REQUIREMENT: Copy out the piano transcription page below word for word, from its header line to its final sentence.

SOURCE TEXT:
Paper Poster Realtime Repo

Abstract

Recent advances in polyphonic piano transcription have been made primarily by a deliberate design of neural network architectures that detect different note states such as onset or sustain and model the temporal evolution of the states. The majority of them, however, use separate neural networks for each note state, thereby optimizing multipleloss functions, and also they handle the temporal evolution of note states by abstract connections between the state-wise neural networks or using a post-processing module. In this paper, we propose a unified neural network architecture where multiple note states are predicted as a softmax output with a single loss function and the temporal order is learned by an auto-regressive connection within the single neural network. This compact model allows to increase note states without architectural complexity. Using the MAESTRO dataset, we examine various combinations of multiple note states including on, onset, sustain, re-onset, offset, and off. We also show that the autoregressive module effectively learns inter-state dependency of notes. Finally, we show that our proposed model achieves performance comparable to state-of-the-arts with fewer parameters.

Demo

Synchrozied transciption result. Audio is playback of transcribed midi by Disklavier.
SeungJin Cho: Chopin Scherzo in B flat minor Op. 31 [Original Source]
Realtime Demo of the system. Played by the Me(Taegyun) and my dear colleagues(Sangeon and Eunjin @ MACLAB).

Summary

We explored neural-network architecture for piano transcription. We focused that frame-by-frame prediction could be easier if the prior note states are known. To apply this, we explicitly informs the model by frame of the previous note state. We also examined various representation type to represent note states.
Our main contributions are as follows:
  • We proposed autoregressive transcription model, which is online, simple and general architecture. We showed that the model reflect sequential dependency and have similar perfomance capacity compare to SOTA models
  • We showed that representing multiple note states with softmax and predict them with single network does not degrade the performance

Motivation

Most of NN based transciption algorithms are based on frame-by-frame model, which predict note activation at every frame.

SUPPLIED INFORMATION:
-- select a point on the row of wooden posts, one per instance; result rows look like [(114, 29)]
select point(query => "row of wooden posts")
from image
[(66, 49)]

TASK SOLUTION:
Paper Poster Realtime Repo

Abstract

Recent advances in polyphonic piano transcription have been made primarily by a deliberate design of neural network architectures that detect different note states such as onset or sustain and model the temporal evolution of the states. The majority of them, however, use separate neural networks for each note state, thereby optimizing multipleloss functions, and also they handle the temporal evolution of note states by abstract connections between the state-wise neural networks or using a post-processing module. In this paper, we propose a unified neural network architecture where multiple note states are predicted as a softmax output with a single loss function and the temporal order is learned by an auto-regressive connection within the single neural network. This compact model allows to increase note states without architectural complexity. Using the MAESTRO dataset, we examine various combinations of multiple note states including on, onset, sustain, re-onset, offset, and off. We also show that the autoregressive module effectively learns inter-state dependency of notes. Finally, we show that our proposed model achieves performance comparable to state-of-the-arts with fewer parameters.

Demo

Synchrozied transciption result. Audio is playback of transcribed midi by Disklavier.
SeungJin Cho: Chopin Scherzo in B flat minor Op. 31 [Original Source]
Realtime Demo of the system. Played by the Me(Taegyun) and my dear colleagues(Sangeon and Eunjin @ MACLAB).

Summary

We explored neural-network architecture for piano transcription. We focused that frame-by-frame prediction could be easier if the prior note states are known. To apply this, we explicitly informs the model by frame of the previous note state. We also examined various representation type to represent note states.
Our main contributions are as follows:
  • We proposed autoregressive transcription model, which is online, simple and general architecture. We showed that the model reflect sequential dependency and have similar perfomance capacity compare to SOTA models
  • We showed that representing multiple note states with softmax and predict them with single network does not degrade the performance

Motivation

Most of NN based transciption algorithms are based on frame-by-frame model, which predict note activation at every frame.